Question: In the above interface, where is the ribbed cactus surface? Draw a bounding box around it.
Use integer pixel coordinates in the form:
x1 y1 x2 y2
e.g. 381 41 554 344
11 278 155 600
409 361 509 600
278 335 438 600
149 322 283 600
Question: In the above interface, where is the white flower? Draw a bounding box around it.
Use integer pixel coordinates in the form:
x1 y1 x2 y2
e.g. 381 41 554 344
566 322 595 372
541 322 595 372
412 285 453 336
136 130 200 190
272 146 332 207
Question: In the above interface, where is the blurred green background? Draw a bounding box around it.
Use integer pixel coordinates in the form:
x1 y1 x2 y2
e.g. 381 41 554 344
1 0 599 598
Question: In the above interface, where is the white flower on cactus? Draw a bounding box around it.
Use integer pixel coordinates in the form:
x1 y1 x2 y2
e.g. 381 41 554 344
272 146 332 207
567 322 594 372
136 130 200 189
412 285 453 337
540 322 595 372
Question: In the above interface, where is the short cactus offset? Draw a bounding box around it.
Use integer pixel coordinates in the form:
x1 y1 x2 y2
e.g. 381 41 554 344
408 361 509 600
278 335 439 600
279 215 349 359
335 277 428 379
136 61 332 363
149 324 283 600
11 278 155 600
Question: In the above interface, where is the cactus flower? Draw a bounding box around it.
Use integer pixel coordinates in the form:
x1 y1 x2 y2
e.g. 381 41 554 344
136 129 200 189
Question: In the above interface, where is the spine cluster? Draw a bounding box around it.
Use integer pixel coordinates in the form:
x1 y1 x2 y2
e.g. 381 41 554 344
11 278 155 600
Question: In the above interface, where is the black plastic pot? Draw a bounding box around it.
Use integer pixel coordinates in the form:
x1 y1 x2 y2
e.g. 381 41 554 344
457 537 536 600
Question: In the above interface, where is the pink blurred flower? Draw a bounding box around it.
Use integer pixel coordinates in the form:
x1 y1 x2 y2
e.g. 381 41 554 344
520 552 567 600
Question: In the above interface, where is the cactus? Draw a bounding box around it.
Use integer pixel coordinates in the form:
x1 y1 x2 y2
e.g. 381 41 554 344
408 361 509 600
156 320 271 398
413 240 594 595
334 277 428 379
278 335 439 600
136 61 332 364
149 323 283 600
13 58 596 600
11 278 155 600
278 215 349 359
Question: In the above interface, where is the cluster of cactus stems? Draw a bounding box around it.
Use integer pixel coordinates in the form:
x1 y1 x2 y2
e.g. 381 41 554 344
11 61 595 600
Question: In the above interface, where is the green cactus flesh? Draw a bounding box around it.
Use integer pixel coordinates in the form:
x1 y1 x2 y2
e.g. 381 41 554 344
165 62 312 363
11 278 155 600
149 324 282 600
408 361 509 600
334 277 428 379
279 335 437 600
== == ==
» **WHAT THE EXERCISE ASKS**
Print again the material above, limited to the lines from the one holding "Question: In the above interface, where is the pink" through the last, inclusive.

» **ANSWER TO THIS TASK**
Question: In the above interface, where is the pink blurred flower? Draw a bounding box around it.
Use integer pixel coordinates in the form:
x1 y1 x2 y2
e.g. 381 41 554 344
520 552 567 600
Question: In the above interface, where is the cactus? Draw a bounding box around it.
Use integer pixel coordinates in the form:
x1 y1 x2 y2
e.g. 381 41 554 344
408 361 509 600
156 320 271 398
413 240 594 595
334 277 428 379
278 335 439 600
136 61 332 364
149 323 283 600
13 58 596 600
11 278 155 600
278 215 349 359
Question: In the above interface, where is the cluster of cactus stems? Draw a bounding box around it.
Use integer pixel coordinates in the form:
x1 y1 x2 y2
e.g. 381 41 554 344
11 61 595 600
Question: In the above interface, where is the green cactus flesh? Draw a bounding box around it.
Use integer pixel coordinates in the form:
x1 y1 x2 y2
e.g. 381 41 554 344
165 62 312 363
11 278 155 600
149 324 282 600
408 361 509 600
334 277 428 379
279 335 437 600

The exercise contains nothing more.